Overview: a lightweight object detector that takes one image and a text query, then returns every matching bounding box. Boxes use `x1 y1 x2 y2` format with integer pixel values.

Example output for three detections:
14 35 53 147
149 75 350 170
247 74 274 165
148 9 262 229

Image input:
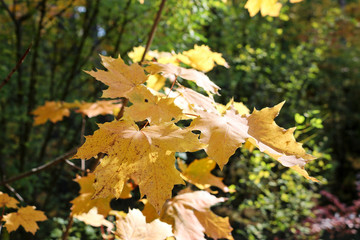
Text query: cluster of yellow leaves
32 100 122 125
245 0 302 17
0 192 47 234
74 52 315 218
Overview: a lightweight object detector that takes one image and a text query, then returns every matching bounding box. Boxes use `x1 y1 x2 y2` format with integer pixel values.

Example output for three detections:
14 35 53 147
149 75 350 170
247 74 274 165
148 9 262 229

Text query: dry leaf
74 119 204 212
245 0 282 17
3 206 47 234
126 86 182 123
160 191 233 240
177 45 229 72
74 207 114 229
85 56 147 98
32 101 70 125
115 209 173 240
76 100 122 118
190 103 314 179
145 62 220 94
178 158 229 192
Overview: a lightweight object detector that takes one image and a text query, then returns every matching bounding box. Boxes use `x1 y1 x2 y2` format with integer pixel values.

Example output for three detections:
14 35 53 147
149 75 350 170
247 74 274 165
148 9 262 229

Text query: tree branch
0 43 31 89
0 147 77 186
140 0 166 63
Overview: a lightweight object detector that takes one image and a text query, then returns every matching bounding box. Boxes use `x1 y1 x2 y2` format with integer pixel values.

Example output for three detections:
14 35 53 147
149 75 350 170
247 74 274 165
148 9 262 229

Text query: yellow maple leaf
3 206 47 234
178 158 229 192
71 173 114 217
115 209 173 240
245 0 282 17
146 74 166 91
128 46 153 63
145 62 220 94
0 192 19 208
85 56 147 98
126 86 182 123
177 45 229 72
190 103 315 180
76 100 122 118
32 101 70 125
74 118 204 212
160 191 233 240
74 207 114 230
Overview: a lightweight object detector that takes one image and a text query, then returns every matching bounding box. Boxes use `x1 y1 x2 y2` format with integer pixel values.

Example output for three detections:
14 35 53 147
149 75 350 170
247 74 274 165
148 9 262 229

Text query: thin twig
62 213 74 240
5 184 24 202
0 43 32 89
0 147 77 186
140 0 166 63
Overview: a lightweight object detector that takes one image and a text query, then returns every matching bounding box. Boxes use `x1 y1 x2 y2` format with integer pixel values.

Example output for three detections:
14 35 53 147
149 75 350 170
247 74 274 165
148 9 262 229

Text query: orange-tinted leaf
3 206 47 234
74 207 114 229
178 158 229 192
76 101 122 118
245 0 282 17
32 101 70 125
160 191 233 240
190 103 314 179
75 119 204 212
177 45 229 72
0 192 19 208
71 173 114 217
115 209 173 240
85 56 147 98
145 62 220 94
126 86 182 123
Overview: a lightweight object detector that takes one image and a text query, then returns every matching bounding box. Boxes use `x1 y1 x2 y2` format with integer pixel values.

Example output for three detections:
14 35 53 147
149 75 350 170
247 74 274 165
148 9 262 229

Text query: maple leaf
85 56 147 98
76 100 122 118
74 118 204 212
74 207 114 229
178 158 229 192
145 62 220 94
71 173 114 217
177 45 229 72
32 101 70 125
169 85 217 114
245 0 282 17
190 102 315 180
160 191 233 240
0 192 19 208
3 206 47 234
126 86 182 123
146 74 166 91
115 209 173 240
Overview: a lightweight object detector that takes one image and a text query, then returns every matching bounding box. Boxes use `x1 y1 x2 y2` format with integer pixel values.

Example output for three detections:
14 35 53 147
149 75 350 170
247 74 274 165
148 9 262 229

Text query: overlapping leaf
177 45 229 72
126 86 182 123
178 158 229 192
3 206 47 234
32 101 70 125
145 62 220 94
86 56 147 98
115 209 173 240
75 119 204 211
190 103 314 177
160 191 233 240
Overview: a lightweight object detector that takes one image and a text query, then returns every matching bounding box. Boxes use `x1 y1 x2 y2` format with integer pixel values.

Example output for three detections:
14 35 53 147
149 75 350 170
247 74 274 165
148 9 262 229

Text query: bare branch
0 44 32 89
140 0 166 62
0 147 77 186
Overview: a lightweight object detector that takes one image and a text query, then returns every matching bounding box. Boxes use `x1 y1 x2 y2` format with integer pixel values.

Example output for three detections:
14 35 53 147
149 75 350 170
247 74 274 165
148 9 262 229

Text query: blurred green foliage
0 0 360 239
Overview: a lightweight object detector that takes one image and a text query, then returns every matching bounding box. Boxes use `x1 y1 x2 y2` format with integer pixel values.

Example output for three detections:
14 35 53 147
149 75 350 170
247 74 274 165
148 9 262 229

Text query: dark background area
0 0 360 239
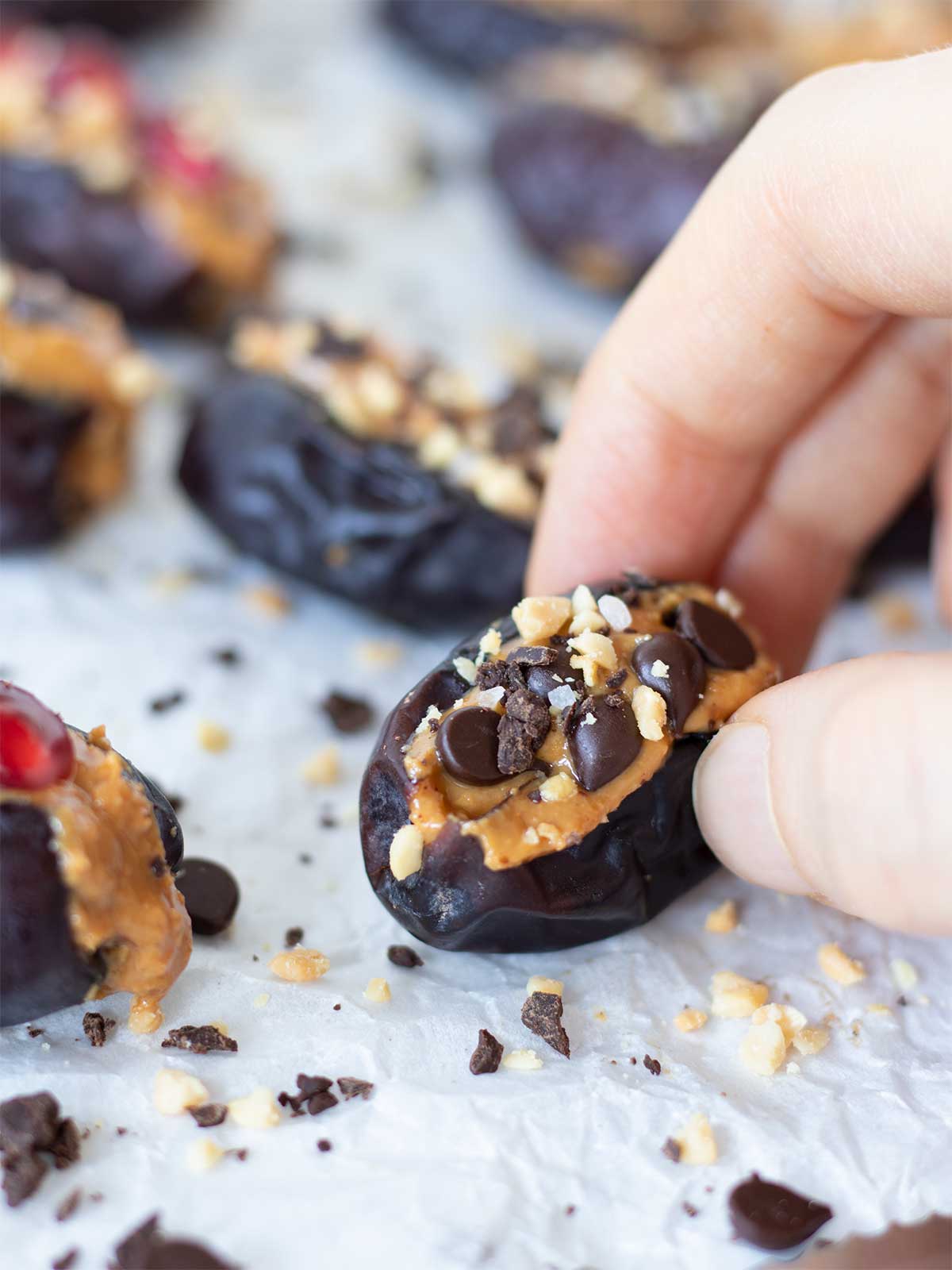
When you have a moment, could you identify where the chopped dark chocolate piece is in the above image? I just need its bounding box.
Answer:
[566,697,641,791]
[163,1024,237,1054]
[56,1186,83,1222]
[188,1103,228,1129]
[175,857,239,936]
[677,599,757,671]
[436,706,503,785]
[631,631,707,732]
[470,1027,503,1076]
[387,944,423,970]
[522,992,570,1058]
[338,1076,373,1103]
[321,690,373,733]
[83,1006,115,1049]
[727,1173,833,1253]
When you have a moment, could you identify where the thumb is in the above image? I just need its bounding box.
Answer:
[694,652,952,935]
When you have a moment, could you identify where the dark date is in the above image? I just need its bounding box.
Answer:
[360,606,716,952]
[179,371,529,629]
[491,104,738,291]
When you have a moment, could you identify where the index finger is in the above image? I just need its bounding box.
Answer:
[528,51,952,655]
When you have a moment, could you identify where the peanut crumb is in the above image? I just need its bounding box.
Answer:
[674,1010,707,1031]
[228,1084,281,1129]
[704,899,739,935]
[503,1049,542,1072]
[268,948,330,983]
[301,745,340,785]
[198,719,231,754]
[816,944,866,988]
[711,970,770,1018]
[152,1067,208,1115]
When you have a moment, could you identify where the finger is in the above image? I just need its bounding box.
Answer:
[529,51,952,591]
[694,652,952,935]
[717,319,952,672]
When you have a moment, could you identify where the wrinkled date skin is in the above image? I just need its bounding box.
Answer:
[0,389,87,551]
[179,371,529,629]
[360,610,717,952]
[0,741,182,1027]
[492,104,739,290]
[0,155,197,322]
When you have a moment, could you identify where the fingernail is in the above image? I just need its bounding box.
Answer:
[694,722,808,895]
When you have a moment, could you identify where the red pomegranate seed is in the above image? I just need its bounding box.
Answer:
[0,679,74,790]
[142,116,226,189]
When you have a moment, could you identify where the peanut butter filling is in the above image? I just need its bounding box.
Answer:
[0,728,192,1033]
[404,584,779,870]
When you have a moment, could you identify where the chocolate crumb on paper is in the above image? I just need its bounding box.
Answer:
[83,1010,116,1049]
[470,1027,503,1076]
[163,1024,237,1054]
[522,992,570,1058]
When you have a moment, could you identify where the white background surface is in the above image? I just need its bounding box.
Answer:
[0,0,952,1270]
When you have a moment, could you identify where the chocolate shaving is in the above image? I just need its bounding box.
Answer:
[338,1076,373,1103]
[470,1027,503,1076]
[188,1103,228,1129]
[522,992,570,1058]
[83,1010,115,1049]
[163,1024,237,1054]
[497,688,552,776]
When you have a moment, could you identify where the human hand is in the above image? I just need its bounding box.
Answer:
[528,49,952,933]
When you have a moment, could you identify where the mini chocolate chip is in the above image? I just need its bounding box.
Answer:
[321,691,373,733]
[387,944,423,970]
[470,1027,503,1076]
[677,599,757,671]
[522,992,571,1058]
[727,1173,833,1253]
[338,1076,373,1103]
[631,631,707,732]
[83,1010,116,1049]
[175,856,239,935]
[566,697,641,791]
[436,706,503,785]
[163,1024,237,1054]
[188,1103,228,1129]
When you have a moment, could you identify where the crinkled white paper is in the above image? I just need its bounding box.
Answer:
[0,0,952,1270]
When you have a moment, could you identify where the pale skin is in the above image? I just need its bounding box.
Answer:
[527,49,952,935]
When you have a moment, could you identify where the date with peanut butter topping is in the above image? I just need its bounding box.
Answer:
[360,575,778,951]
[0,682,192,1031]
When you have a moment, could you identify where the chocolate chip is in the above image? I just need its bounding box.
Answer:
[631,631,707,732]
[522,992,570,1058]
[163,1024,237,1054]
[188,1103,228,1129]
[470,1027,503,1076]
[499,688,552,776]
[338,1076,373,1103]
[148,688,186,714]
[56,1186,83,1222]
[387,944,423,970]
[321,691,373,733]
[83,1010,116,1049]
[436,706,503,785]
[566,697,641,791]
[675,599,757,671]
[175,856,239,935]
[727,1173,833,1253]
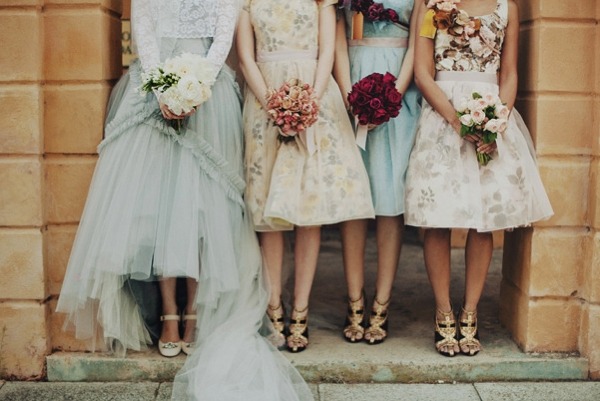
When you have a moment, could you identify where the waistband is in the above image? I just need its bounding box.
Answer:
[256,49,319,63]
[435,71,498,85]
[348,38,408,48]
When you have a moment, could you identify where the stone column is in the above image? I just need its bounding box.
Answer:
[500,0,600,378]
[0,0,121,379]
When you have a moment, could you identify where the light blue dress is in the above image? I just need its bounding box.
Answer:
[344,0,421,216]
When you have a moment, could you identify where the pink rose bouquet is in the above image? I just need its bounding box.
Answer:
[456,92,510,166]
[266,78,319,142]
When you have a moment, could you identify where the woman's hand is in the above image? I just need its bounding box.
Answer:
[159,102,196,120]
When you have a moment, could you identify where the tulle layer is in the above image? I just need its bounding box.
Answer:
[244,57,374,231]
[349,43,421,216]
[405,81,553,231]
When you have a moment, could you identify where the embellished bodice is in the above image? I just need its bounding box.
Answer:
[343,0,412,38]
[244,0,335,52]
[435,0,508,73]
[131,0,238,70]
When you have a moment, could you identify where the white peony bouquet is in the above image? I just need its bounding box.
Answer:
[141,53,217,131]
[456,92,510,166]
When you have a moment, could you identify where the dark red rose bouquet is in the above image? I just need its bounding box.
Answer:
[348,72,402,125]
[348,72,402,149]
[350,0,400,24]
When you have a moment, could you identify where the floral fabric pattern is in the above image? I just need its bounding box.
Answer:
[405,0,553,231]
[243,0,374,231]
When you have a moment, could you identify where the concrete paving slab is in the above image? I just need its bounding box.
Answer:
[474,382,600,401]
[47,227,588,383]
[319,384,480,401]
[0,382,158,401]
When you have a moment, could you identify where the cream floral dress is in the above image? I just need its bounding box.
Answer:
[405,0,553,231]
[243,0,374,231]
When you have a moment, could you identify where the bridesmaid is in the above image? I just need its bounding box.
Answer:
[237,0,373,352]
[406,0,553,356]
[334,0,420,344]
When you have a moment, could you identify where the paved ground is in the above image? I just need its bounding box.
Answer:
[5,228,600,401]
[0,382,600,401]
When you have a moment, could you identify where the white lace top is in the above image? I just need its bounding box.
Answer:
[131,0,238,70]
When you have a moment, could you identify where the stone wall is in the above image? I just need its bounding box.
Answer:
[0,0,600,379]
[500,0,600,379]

▶ **Exercise task**
Reproduce the data above verbatim, starting with the line that contains "When you have a moment, could you identify where the chopped" and continuing through the line that contains "[694,722,808,895]", with both of those lines included. Output only those lines.

▶ **Final result**
When you have a moment, could you identify where the chopped dark chocolate piece is in the above image? I just need its bounding box.
Answer:
[566,697,641,791]
[163,1024,237,1054]
[56,1186,83,1222]
[188,1103,228,1129]
[175,857,239,936]
[677,599,757,671]
[436,706,503,785]
[631,631,707,732]
[470,1027,503,1076]
[387,944,423,970]
[522,992,570,1058]
[338,1076,373,1103]
[321,690,373,733]
[83,1006,115,1049]
[727,1173,833,1253]
When you have a moment, could you identify where the thumb is in the above image? I just need its bounding box.
Answer:
[694,652,952,935]
When you have a moment, could you identify where the dark date is in the above image? I just need its bounding box.
Answer:
[360,606,716,952]
[179,371,529,629]
[491,104,738,291]
When you have a moment, could you identify where the index finger is in the above image? I just need its bounding box.
Answer:
[528,51,952,655]
When you have a moment, could you identify where the peanut crumb is in the above image? I just need its bounding box.
Answer:
[674,1010,707,1031]
[228,1084,281,1129]
[704,899,739,935]
[503,1049,542,1072]
[268,948,330,983]
[301,745,340,785]
[198,719,231,754]
[816,944,866,988]
[711,970,770,1018]
[152,1067,208,1115]
When you have a moment, could you identify where the finger is in the above image? I just need its bounding box.
Answer:
[529,51,952,591]
[694,652,952,935]
[717,319,952,672]
When you have a moment, could you identify where the wrinkled date skin is in the above image? I just need its bounding box.
Answer:
[0,389,87,551]
[179,371,529,629]
[360,610,717,952]
[0,741,182,1027]
[492,104,739,290]
[0,155,197,322]
When you have a moment, could you identify where the fingernail is in the above image? I just need its bounding box.
Answer:
[694,722,808,895]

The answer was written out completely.